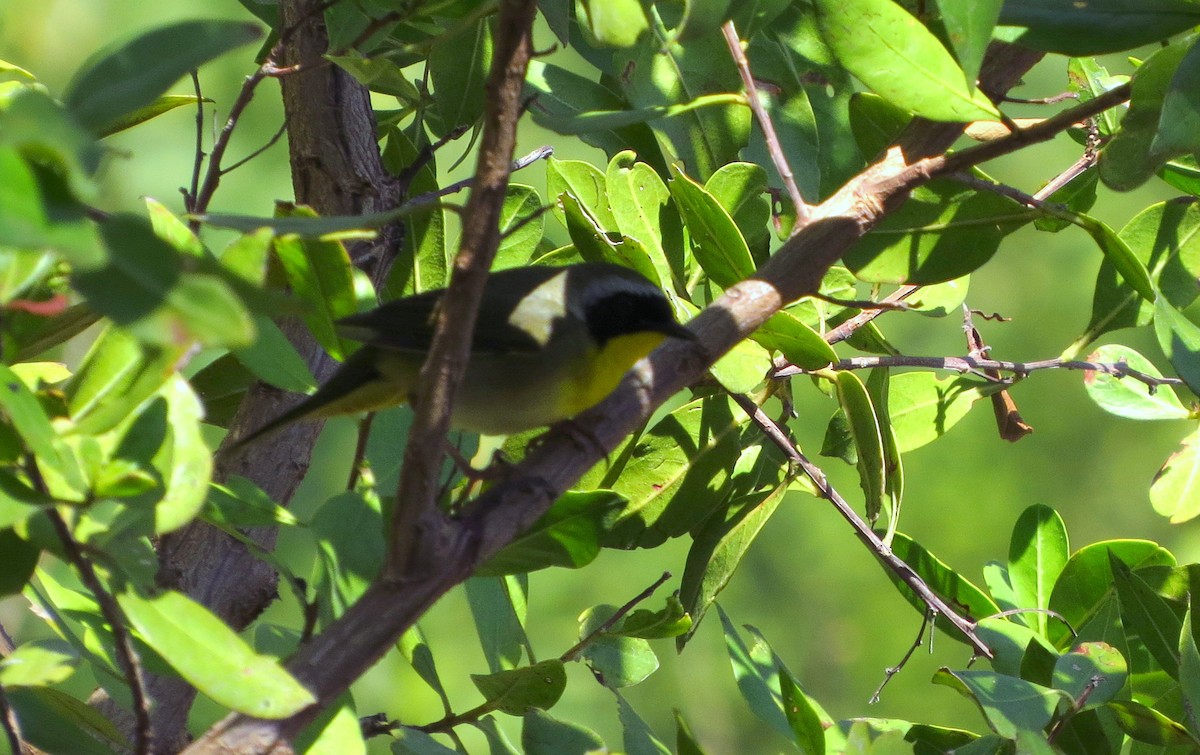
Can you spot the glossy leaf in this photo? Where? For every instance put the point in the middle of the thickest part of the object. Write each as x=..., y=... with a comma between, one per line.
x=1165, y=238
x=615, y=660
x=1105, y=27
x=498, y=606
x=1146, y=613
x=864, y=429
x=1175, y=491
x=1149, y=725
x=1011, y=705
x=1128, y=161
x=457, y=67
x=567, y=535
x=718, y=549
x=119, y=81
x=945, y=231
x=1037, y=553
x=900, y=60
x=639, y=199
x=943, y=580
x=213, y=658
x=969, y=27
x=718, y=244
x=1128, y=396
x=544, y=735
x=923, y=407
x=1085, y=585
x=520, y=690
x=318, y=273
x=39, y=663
* * *
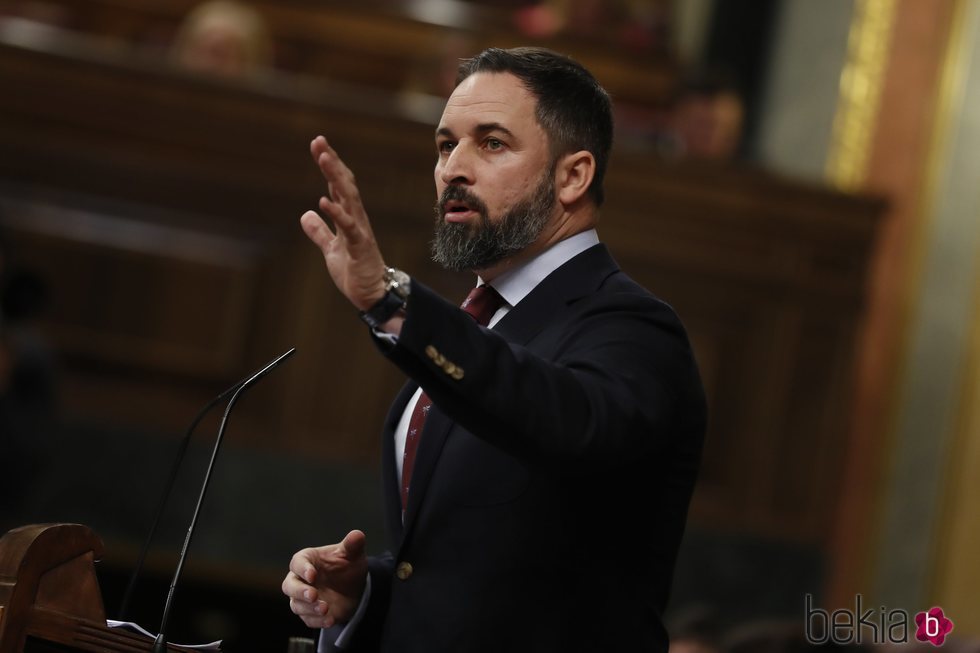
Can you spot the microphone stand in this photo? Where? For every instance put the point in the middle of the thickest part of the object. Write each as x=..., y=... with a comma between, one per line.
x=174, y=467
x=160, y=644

* Work to be completed *
Please copy out, unchanged, the lines between the one holding "Can you spot the glossy" and the one holding "x=39, y=663", inclusive.

* Complete answer *
Can you spot the glossy leaf in this photo? Where? For every instance put the point in the middle of the thickest part of the object. Write each as x=..., y=... with a comma between, one per line.
x=1165, y=238
x=615, y=660
x=1105, y=27
x=498, y=606
x=1146, y=613
x=864, y=429
x=1175, y=491
x=1149, y=725
x=1011, y=705
x=1128, y=161
x=457, y=67
x=567, y=535
x=718, y=549
x=119, y=81
x=945, y=231
x=1037, y=553
x=900, y=60
x=639, y=199
x=943, y=580
x=213, y=658
x=969, y=27
x=718, y=244
x=1128, y=396
x=544, y=735
x=923, y=407
x=1085, y=585
x=520, y=690
x=318, y=273
x=39, y=663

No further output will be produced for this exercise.